Task to complete —
Answer these questions from the article on German border controls:
1. Along the borders with which two countries will police carry out the additional checks?
2. Which official told the press about the measure?
3. Until now, which German state was the only part of the country with stationary border controls?

Germany announced Wednesday that it is ramping up its border controls with neighboring Poland and the Czech Republic to “limit human trafficking,” as the country faces fierce debate on its migration policy while asylum applications surge.

Police will carry out “additional flexible checks and mobile controls along the smuggling routes at the borders with Poland and the Czech Republic,” Interior Minister Nancy Faeser told the press.

She added that the measure would be effective immediately, with the support of Polish and Czech authorities.

“We must absolutely stop the smugglers’ cruel business because they put human lives at risk with maximum profit,” the minister said.

The announcement came as the interior minister raised the possibility of implementing fixed controls along the borders with its two eastern neighbors this week. Such a measure may only be temporary and exceptional under the Schengen Area’s rules.

Until now, the southern state of Bavaria on the Austrian border was the only part of Germany with stationary border controls, a legacy of the 2015-2016 migration crisis when Europe’s leading economy took in over a million refugees.

A hot topic ahead of key regional election

Immigration has once again become a hot topic in German politics in recent weeks. There is less than two weeks until regional elections in traditionally conservative stronghold Bavaria and central state Hesse, which may put Chancellor Olaf Scholz’s center-left coalition to the test.

Material supplied —
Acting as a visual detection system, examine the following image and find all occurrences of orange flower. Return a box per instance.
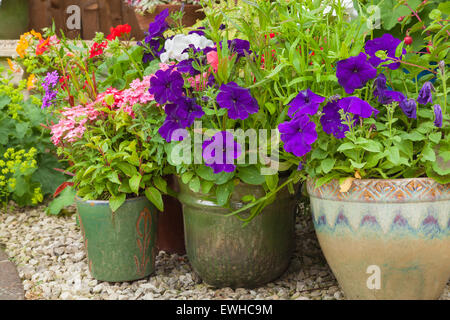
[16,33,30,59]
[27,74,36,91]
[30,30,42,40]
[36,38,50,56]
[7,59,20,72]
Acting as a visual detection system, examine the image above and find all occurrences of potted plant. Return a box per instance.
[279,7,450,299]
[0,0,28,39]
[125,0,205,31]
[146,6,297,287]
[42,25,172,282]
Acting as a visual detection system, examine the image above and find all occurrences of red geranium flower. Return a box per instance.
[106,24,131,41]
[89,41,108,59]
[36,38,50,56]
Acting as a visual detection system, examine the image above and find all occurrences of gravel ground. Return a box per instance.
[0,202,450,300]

* * *

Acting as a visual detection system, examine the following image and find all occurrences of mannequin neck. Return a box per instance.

---

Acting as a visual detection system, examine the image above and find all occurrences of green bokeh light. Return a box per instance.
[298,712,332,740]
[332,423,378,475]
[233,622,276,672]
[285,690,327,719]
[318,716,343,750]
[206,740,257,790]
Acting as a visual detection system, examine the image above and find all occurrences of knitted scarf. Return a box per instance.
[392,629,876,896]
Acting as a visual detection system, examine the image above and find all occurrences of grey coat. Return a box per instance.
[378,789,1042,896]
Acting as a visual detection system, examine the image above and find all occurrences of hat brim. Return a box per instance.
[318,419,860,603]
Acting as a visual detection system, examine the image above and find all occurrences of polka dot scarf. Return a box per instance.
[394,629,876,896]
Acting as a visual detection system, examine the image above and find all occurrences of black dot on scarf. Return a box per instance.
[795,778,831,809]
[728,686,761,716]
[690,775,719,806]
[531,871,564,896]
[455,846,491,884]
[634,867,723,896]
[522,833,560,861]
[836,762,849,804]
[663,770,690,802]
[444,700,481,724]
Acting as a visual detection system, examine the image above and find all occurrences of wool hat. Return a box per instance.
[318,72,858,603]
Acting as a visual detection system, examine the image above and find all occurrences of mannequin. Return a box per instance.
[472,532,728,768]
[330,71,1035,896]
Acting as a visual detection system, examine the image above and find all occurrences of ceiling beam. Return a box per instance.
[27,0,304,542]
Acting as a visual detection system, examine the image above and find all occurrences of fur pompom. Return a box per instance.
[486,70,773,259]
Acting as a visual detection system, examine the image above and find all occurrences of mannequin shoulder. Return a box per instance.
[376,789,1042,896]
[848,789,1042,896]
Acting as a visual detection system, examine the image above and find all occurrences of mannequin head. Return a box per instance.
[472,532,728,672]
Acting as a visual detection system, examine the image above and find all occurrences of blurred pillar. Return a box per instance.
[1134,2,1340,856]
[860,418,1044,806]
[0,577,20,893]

Output for this exercise —
1. Poland and the Czech Republic
2. Interior Minister Nancy Faeser
3. Bavaria